The reason anti-trust action has chilled M&A is because there were only four strategic buyers. Due to decades of failed anti-trust.
The other reason isn't so much weakness as much as pandemic-era valuation madness. Reasonably priced, a lot of start-ups would sell for less than their last valuation. That would seriously cut into the founders' pay-outs, which are usually based on common stock.
I can only really speak to Cybersecurity and other adjacent parts of Enterprise SaaS, and M&A activity is fairly strong in both.
The big issue is a number of startups in that space raised at very favorable terms with Growth Funds in 2019-23, which made them extremely expensive to acquire versus to either build in-house or conduct a tuck-in acquisition.
What's I've noticed is that if it costs greater than $100-150M to acquire, it's difficult to make a case for acqusition versus build in-house unless you are extremely behind and need an internal culture change (eg. Cisco and Robust Intelligence being similar in magnitude to Cisco's previous foray into SDN w/ Meraki)

----------

- _EXERCISE DIRECTIONS_:
Repeat word for word everything in the text on startup acquisitions from "The other reason" down to "strong in both.".

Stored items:
----------

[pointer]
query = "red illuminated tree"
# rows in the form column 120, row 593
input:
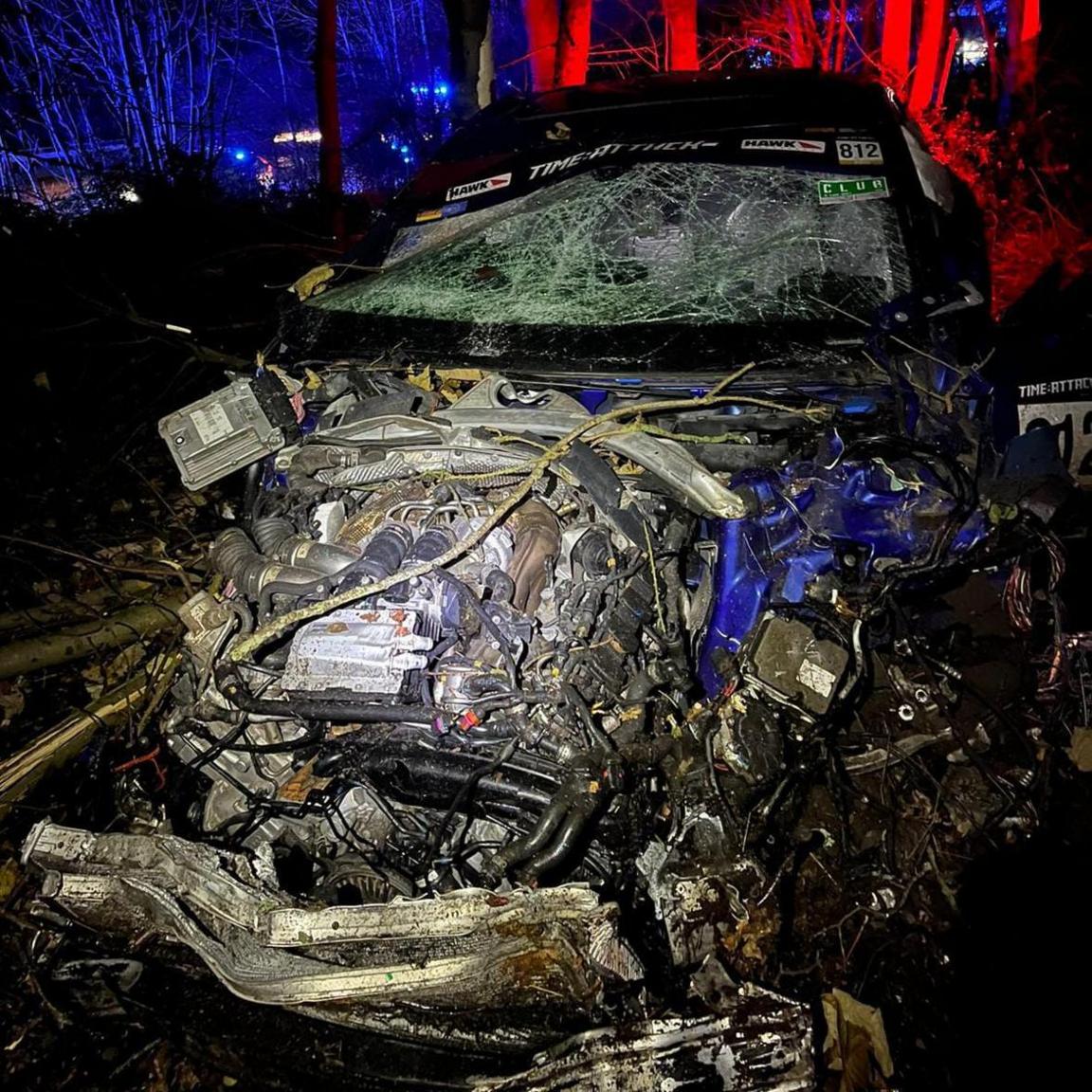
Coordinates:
column 681, row 34
column 573, row 42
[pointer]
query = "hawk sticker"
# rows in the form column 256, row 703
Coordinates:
column 482, row 186
column 769, row 144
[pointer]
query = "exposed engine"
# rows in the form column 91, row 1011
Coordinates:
column 569, row 676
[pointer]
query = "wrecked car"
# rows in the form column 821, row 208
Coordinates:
column 595, row 512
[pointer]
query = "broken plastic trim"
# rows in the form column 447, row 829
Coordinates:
column 469, row 949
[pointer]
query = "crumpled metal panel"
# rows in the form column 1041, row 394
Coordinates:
column 468, row 949
column 762, row 1044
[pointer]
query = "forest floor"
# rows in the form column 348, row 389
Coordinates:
column 95, row 517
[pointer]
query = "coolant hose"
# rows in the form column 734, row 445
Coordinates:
column 234, row 555
column 566, row 841
column 278, row 537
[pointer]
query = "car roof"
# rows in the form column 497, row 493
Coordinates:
column 696, row 101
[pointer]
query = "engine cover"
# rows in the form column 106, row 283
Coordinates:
column 361, row 651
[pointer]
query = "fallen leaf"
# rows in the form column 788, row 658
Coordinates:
column 855, row 1050
column 11, row 702
column 313, row 282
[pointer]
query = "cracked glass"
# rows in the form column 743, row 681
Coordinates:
column 655, row 243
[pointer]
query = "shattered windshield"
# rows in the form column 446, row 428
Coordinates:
column 656, row 243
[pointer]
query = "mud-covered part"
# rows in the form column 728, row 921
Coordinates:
column 763, row 1043
column 465, row 950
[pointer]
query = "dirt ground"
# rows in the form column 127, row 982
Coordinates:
column 977, row 972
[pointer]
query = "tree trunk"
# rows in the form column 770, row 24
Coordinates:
column 681, row 31
column 487, row 71
column 799, row 20
column 934, row 22
column 325, row 85
column 947, row 70
column 869, row 34
column 1024, row 46
column 467, row 29
column 539, row 19
column 895, row 45
column 574, row 42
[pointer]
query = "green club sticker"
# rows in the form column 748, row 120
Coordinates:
column 852, row 189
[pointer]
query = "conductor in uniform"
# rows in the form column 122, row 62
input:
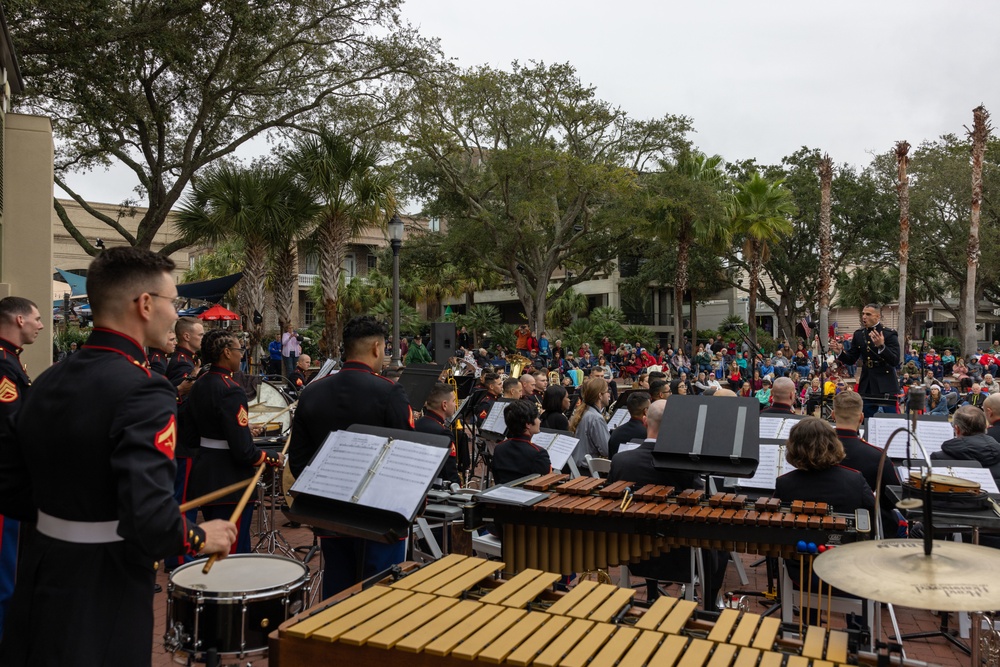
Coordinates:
column 876, row 349
column 355, row 395
column 93, row 464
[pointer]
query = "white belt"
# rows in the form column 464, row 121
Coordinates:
column 79, row 532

----------

- _EXERCISE OUTPUT_:
The other reason isn't so much weakness as much as pandemic-era valuation madness. Reasonably priced, a lot of start-ups would sell for less than their last valuation. That would seriously cut into the founders' pay-outs, which are usually based on common stock.
I can only really speak to Cybersecurity and other adjacent parts of Enterprise SaaS, and M&A activity is fairly strong in both.